■ What you are asked to do ■
Below are entries. Pull out all lines containing "ring".

○ ○ ○ ○ ○ ○ ○

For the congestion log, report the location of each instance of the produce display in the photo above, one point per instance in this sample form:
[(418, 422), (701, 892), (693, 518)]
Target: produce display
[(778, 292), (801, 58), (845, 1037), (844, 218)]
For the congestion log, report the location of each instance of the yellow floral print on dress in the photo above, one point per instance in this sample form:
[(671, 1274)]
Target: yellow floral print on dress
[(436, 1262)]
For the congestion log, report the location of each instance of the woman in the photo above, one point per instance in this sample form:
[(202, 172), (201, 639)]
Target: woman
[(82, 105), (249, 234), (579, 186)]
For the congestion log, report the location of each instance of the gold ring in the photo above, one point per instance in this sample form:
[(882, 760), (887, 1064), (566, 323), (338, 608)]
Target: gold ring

○ ○ ○ ○ ○ ○ ○

■ Response ■
For the congestion log, report the location of each instance of the gold ring in the photo above, one point per instance in this sample form:
Target: gold ring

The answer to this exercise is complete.